> _Required work_
Update the rows below by changing every "biggest circle" to "largest circle", and reproduce them with everything else unchanged.

> _Data listing_
----
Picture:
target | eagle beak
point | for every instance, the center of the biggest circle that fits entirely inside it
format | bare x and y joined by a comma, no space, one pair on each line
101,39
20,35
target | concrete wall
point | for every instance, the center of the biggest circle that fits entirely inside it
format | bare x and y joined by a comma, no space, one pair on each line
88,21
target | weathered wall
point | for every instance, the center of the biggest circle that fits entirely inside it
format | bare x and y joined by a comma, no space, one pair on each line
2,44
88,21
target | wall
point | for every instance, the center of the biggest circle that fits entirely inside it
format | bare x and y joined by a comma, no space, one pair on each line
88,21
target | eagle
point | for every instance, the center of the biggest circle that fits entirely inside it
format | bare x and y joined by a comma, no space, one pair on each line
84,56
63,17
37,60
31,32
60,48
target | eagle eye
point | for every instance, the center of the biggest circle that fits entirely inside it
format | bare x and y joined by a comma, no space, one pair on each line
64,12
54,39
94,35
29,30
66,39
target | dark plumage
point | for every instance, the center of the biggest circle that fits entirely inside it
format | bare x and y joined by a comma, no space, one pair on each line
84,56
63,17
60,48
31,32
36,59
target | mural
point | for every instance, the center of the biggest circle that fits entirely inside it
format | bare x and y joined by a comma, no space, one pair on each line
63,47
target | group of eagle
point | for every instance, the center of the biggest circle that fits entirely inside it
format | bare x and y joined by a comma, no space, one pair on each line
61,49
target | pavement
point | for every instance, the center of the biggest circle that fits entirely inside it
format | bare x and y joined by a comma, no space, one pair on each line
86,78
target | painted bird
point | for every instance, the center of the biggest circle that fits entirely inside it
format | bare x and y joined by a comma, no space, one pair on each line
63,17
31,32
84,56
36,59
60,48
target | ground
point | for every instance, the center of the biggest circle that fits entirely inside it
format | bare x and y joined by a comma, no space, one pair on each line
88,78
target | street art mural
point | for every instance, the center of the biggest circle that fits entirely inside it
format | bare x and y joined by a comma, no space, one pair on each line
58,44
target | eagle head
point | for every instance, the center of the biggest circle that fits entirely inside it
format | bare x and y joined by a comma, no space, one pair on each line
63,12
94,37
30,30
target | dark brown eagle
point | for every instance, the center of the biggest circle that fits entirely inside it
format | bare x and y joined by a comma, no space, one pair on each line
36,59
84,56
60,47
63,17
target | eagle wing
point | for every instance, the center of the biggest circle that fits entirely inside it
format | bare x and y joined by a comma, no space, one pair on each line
----
> _Result of the task_
Picture:
target | eagle beak
point | for every instance, the center of the largest circle that fits entirely inside it
format | bare x and y joined by a comma, no space, one pair on each line
101,39
20,35
target | concrete wall
point | for every instance, the center of the largest circle that fits entirely inside it
format | bare x and y joined by a comma, no space, one pair on each line
88,21
target | weathered wall
point | for every instance, the center of the largest circle that fits entirely inside it
format | bare x and y joined by a comma, no space, one pair on each line
2,44
88,21
target | wall
point | for every instance, the center of the largest circle that fits entirely inside it
format | bare x and y joined by a comma, no space, one pair on each line
88,21
target | eagle
point | for every instance, the center of the largest circle that fits entirely inside it
format | bare x and y joined by a comma, no space, one pair on each line
84,56
63,17
37,60
31,32
60,48
target | eagle eye
point | for every instance, the center of the largest circle that fits entirely inside it
format | bare x and y joined by a comma, no space, one pair on each line
64,12
54,39
94,35
29,30
66,39
target | dark plumage
point | for every instance, the center of the largest circle that fits entirely inside it
format | bare x and y joined by a comma, no space, one pair on each line
84,56
63,17
60,48
31,32
36,59
target | mural
point | for every instance, the center of the largest circle that fits entirely inside it
format | bare x and y joined by a comma, no space, one pair on each line
63,47
target | group of eagle
point | for every instance, the center of the largest circle that fits entirely inside it
format | bare x and y joined by a comma, no space, one pair on each line
61,49
target | pavement
point | for every instance, the center of the largest circle that fits entirely inside it
format | bare x and y joined by a comma, no space, one pair on each line
86,78
target | painted bird
point | for every instance, the center of the largest circle that fits entirely inside it
format | bare x and y joined by a comma, no space, one pair on each line
63,17
31,32
84,56
36,59
60,48
target | ground
point | for every instance, the center of the largest circle that fits entirely inside it
format | bare x and y joined by a comma, no space, one pair on each line
88,78
target | street art mural
point | for every instance, the center of the largest circle that fits entirely inside it
format | bare x and y joined by a comma, no space, one pair on each line
58,44
target | eagle head
point | for every instance, the center of the largest circle that fits entirely inside it
format | bare x and y joined by a comma, no space, one pair on each line
63,12
94,37
30,30
target | dark brown eagle
point | for every instance, the center of the largest circle that fits entirely inside it
format | bare x and y joined by a comma, no space, one pair on each line
36,59
84,56
60,47
63,17
target | eagle wing
point | for every instance, the center of the largest circle that fits entirely inside it
format | bare x and y joined by a comma, no space, one pair on each line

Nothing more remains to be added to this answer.